┌─ Task material

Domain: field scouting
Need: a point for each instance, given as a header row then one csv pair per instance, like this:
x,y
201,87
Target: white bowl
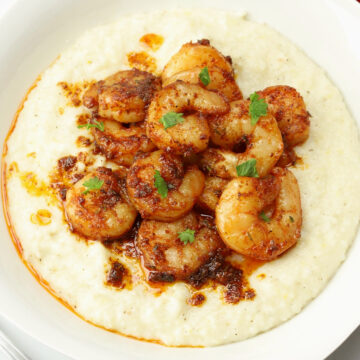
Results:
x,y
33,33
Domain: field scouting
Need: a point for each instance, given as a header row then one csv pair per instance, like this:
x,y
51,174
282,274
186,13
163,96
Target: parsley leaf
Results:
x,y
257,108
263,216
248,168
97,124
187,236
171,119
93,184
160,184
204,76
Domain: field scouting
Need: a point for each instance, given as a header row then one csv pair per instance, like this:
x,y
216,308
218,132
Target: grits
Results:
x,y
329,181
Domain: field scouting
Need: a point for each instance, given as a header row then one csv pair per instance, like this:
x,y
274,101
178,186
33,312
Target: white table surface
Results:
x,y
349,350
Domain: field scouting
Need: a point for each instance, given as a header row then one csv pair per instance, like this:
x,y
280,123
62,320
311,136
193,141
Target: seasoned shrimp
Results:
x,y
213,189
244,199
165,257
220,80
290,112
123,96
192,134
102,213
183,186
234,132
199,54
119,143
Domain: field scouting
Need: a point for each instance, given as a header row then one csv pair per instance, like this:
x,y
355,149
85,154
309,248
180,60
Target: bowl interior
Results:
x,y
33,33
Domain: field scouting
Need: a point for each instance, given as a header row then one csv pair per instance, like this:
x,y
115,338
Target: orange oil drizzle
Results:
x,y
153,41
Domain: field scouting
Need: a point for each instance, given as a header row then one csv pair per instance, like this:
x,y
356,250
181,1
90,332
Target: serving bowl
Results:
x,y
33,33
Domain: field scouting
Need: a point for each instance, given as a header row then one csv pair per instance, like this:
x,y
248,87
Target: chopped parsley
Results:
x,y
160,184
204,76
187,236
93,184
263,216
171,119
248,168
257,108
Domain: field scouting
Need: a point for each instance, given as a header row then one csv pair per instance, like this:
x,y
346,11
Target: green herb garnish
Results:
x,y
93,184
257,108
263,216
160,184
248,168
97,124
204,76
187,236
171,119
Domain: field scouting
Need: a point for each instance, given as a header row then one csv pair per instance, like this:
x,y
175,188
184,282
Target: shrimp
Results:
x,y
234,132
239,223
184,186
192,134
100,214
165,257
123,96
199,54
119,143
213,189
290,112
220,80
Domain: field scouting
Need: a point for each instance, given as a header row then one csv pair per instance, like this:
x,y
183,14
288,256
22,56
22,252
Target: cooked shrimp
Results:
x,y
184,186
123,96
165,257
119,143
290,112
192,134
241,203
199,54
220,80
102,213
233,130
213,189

└─

▶ **Exercise**
Could you write out, exactly as given, the lines from the one holding "Target: shrimp" through the end of the listing, and nothing else?

▶ **Solution to the problem**
Target: shrimp
Results:
x,y
234,132
239,223
184,186
192,134
100,214
165,257
123,96
199,54
119,143
213,189
290,112
220,80
Domain: field scouting
Need: a point for each instance, given as a header row then one csv pair per instance, like this:
x,y
183,14
288,256
22,56
22,252
Target: cooked shrimp
Results:
x,y
184,186
123,96
165,257
119,143
290,112
192,134
241,203
199,54
220,80
102,213
233,130
213,189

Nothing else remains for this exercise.